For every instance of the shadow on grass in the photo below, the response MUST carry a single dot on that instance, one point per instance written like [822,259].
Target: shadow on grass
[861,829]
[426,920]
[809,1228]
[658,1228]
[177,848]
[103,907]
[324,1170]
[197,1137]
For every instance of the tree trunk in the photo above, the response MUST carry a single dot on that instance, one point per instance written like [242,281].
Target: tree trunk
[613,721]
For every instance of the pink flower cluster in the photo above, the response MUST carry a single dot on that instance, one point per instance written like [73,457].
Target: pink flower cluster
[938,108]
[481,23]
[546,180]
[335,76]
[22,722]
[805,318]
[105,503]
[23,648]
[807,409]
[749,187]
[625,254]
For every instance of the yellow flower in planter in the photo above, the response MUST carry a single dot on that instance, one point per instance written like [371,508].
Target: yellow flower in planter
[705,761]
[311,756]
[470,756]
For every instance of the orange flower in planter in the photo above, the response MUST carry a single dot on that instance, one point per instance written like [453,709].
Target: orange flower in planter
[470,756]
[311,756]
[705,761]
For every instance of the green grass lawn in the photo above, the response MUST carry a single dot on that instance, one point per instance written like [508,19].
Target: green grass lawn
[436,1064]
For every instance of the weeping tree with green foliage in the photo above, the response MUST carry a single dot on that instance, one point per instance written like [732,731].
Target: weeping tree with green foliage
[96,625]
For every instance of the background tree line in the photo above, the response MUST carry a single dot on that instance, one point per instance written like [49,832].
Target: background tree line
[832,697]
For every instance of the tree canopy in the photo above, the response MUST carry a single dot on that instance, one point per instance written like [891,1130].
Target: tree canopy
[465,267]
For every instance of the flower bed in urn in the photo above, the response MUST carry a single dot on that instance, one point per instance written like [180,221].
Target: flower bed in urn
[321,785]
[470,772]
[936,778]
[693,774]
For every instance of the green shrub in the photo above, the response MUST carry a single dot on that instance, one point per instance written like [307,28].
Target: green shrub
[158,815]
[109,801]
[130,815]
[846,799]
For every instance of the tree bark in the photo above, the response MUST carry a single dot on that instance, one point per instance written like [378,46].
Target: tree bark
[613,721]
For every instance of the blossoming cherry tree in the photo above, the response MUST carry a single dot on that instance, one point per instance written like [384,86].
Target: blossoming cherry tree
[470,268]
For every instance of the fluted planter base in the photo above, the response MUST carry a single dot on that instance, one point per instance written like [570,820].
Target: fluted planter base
════════
§ **To be done**
Each line of the listing should be copied exactly.

§ **Response below**
For every instance of the shadow on grass in the photo below, the response MUST carry a single dot on that instance, one point per instance written like [822,259].
Target: shadow on grass
[861,829]
[426,920]
[809,1228]
[658,1228]
[177,848]
[103,907]
[324,1170]
[197,1137]
For every instance of the tree trunk in the photo above, the response MUST carry a single dot on that instance, one point per instance written like [242,281].
Target: tree trunk
[613,721]
For every instance of the pink flower cluster in the photo above, the response MUST carry a single dot on that instance, one point per instance written like [73,457].
Target: pink flower cluster
[938,108]
[481,23]
[546,180]
[335,76]
[22,722]
[805,318]
[105,503]
[23,648]
[807,409]
[749,187]
[625,254]
For every instance of the yellow flower in planter in the photo above, the response MUST carry a single dot on that instance, one point per instance written like [371,508].
Target: yellow flower in planter
[705,761]
[311,756]
[470,756]
For every instance of the orange flower in planter in the photo above, the response MUST carry a single dot on that instance, one point per instance written like [453,709].
Target: orange flower in planter
[470,756]
[311,756]
[705,761]
For every instance of the green grass lawn in the photo above, the response MUST carry a single dot on that instance, one point per instance written like [508,19].
Target: green grass lawn
[436,1064]
For every instance of the weeping tree with green foliage in the photo above, the response MUST carry a single dot on that instance, one point per instance written like [732,731].
Target: weeping tree with green foliage
[96,625]
For every instance of the background tree line in the photo above, the response MUST carry a single dot on that instance, one point per instance written like [49,832].
Target: background tree line
[832,697]
For every instance of the tree canopy in the photo above, the response MUST carry a single dot on that instance, one point per instance written like [891,1130].
Target: tree canopy
[465,267]
For every instance of the flower bed in urn in the photo above, the response MUST carry a single dot on that instance, one point per instance written like [180,221].
Target: flower bed in urn
[321,785]
[470,772]
[936,778]
[693,774]
For every instance of the green shrub in the photo above, the response MUST carry a single dot on that instance, one point per instance written like [307,28].
Target: green shrub
[158,815]
[109,801]
[130,815]
[846,799]
For every instance of the tree bark in the photo above, the response MUST carry a single dot on that instance, one point per instance written like [378,46].
Target: tree bark
[613,721]
For every instance of the blossoming cherry tree in the photo above, the response MUST carry a single dot on that instance, one point per instance written like [384,86].
Target: blossoming cherry tree
[470,268]
For every instance of the fluted planter base in the photo above, the response MUST carry a single dot on that instance, one point per instance written like [570,820].
Target: fluted planter base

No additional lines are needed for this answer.